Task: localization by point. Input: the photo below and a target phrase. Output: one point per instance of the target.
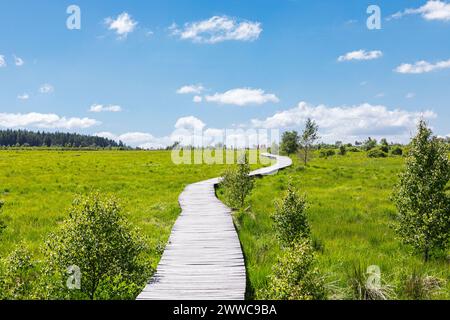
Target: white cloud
(361, 55)
(3, 63)
(138, 139)
(243, 97)
(349, 123)
(218, 29)
(40, 120)
(46, 88)
(190, 123)
(18, 61)
(195, 88)
(122, 25)
(422, 67)
(432, 10)
(101, 108)
(24, 96)
(197, 99)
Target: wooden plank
(203, 259)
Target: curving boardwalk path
(203, 259)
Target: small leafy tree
(309, 136)
(295, 277)
(422, 204)
(237, 183)
(369, 144)
(97, 238)
(290, 218)
(397, 151)
(290, 142)
(342, 150)
(19, 278)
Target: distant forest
(24, 138)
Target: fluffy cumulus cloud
(102, 108)
(122, 25)
(44, 120)
(197, 99)
(349, 123)
(24, 96)
(46, 88)
(218, 29)
(191, 89)
(243, 97)
(18, 61)
(190, 123)
(361, 55)
(2, 61)
(138, 139)
(422, 67)
(432, 10)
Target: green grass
(350, 213)
(38, 186)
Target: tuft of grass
(350, 211)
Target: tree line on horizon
(25, 138)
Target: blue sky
(249, 64)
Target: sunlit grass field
(350, 213)
(349, 206)
(38, 186)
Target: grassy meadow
(349, 207)
(38, 186)
(350, 213)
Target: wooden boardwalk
(203, 259)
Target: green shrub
(20, 274)
(376, 153)
(422, 203)
(418, 286)
(290, 218)
(384, 148)
(397, 151)
(98, 239)
(237, 184)
(295, 277)
(327, 153)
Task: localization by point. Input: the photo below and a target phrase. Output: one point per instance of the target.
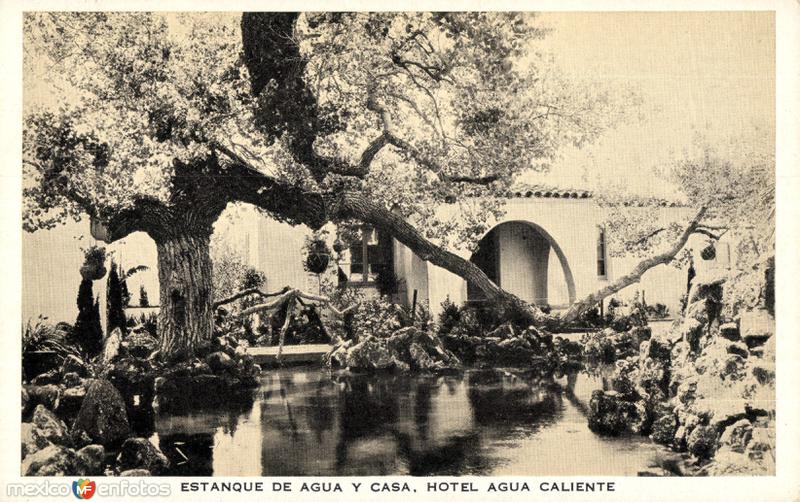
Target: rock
(71, 379)
(112, 345)
(656, 348)
(50, 426)
(219, 361)
(25, 400)
(663, 429)
(760, 444)
(702, 442)
(134, 473)
(71, 401)
(691, 331)
(420, 358)
(738, 348)
(757, 326)
(737, 436)
(764, 372)
(369, 355)
(51, 377)
(139, 453)
(102, 415)
(53, 460)
(730, 463)
(89, 460)
(730, 331)
(32, 439)
(74, 364)
(608, 414)
(140, 344)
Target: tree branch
(636, 274)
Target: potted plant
(318, 256)
(93, 267)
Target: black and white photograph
(417, 245)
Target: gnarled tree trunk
(185, 319)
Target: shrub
(449, 317)
(88, 332)
(93, 267)
(43, 336)
(658, 311)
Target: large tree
(728, 190)
(164, 120)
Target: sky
(696, 72)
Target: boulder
(102, 416)
(737, 348)
(730, 463)
(702, 442)
(139, 453)
(730, 331)
(50, 426)
(219, 362)
(764, 372)
(111, 345)
(32, 439)
(691, 332)
(71, 379)
(51, 377)
(609, 414)
(47, 395)
(663, 429)
(757, 326)
(736, 436)
(140, 344)
(370, 354)
(71, 401)
(53, 460)
(420, 358)
(74, 364)
(89, 460)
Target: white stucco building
(549, 249)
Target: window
(368, 256)
(601, 253)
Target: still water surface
(482, 422)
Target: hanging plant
(318, 256)
(709, 252)
(94, 260)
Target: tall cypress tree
(88, 332)
(115, 305)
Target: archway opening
(522, 258)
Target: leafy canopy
(411, 109)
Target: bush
(43, 336)
(88, 332)
(658, 311)
(449, 317)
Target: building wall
(573, 224)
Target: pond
(482, 422)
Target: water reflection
(303, 422)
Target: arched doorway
(522, 258)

----------

*Task goal:*
Lay out each line from the one containing "Target: hanging plant" through the end of the rows as a Markdown table with the columns n and Line, numbering the lines in order and leaving out blank lines.

*Result of the exercise:*
| n | Line |
|---|---|
| 1 | Target: hanging plant |
| 2 | (318, 256) |
| 3 | (709, 252) |
| 4 | (94, 260) |
| 5 | Target: tall cypress tree |
| 6 | (88, 332) |
| 7 | (115, 305) |
| 8 | Target: archway opening |
| 9 | (522, 258) |
| 10 | Target: leafy canopy |
| 11 | (411, 109) |
| 12 | Target: bush |
| 13 | (43, 336) |
| 14 | (88, 332) |
| 15 | (658, 311) |
| 16 | (449, 317) |
| 17 | Target: building wall |
| 18 | (573, 224) |
| 19 | Target: pond |
| 20 | (482, 422) |
| 21 | Target: water reflection |
| 22 | (303, 422) |
| 23 | Target: arched doorway |
| 24 | (522, 258) |